## Task goal
Extract every line of text from the material below without any changes, leaving out the pictures.
^^^^
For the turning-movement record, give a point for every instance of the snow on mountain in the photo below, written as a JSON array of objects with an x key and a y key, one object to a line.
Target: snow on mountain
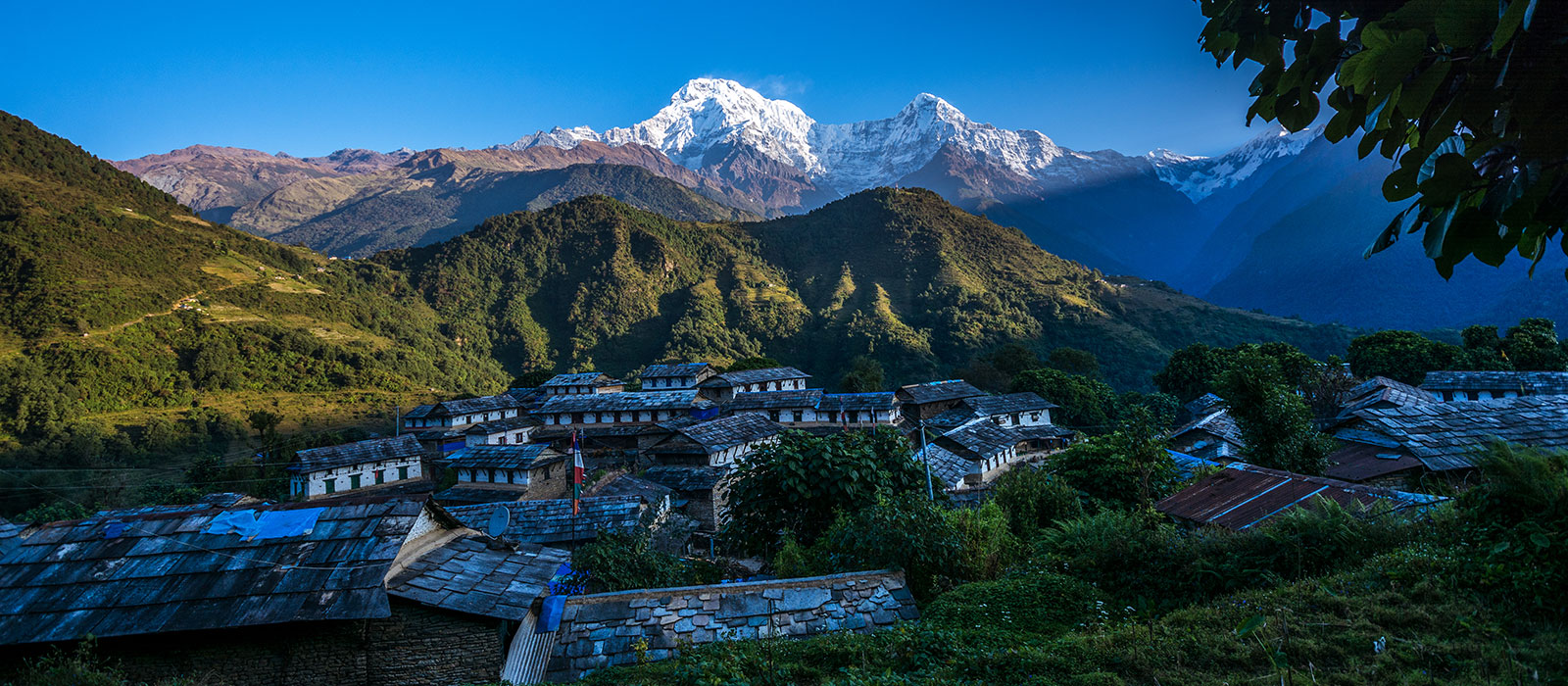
[
  {"x": 717, "y": 115},
  {"x": 1200, "y": 177}
]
^^^^
## Response
For the turning-movement record, give a point for every instance of the snow on mountain in the photo below, written as a JSON array of objects with an x key and a y key, one object to a line.
Target: snow on mountain
[
  {"x": 717, "y": 115},
  {"x": 1200, "y": 177}
]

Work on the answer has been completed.